- YOUR INSTRUCTIONS -
Below are records; transcribe each one exactly.

Stored entries:
================

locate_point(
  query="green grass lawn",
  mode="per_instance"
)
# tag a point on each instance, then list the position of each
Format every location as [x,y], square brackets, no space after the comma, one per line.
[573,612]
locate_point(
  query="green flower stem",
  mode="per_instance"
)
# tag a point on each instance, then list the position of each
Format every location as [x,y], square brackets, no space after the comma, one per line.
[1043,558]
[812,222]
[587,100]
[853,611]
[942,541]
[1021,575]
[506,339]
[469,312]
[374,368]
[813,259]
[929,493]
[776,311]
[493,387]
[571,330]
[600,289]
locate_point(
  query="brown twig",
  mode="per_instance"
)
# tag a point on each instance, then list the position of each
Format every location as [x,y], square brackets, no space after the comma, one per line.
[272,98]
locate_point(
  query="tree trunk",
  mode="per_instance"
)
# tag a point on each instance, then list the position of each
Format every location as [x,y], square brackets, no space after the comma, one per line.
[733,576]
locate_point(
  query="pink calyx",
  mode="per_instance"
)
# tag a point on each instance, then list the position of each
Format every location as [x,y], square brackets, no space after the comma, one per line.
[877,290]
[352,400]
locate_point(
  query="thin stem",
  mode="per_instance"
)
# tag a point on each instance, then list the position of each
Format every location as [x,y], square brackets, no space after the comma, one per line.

================

- EXPECTED ANSWER -
locate_point(
  query="green grass lawn",
  mode="per_instance"
)
# tag a point on each instance, then list the position of each
Format every location as [x,y], square brackets, no space after the comma, one per line.
[573,612]
locate_point(
  query="green flower stem",
  mode="per_instance"
)
# tag a point on each instance, then list the position of each
Format every location as [x,y], square brackets, no space after the comma, one per line.
[1043,558]
[812,222]
[587,100]
[853,611]
[942,541]
[1021,575]
[506,339]
[469,312]
[374,368]
[813,259]
[929,493]
[776,311]
[493,387]
[571,330]
[600,289]
locate_point(
  query="brown twig",
  mode="per_instance"
)
# tag a point on each instance, then list the position of each
Format every location as [x,y], square brackets, no space after the comma, one per line.
[272,98]
locate_point(
  query="tree trunk",
  mode="per_instance"
)
# tag a point on each instance, then list the position of each
Format every location as [x,y], square brackets, no space after the comma, one per line.
[733,576]
locate_point(
  query="pink calyx",
  mode="per_instance"
)
# tag a point on each instance, then list the position of each
Format every location as [x,y], square brackets, no space after the comma, one per line.
[877,290]
[352,400]
locate_point(
  query="thin stem",
  mode="per_instance"
)
# tag a point on each instance, then list the position of each
Format every location as [x,y], square brackets, no space after the comma, one per line.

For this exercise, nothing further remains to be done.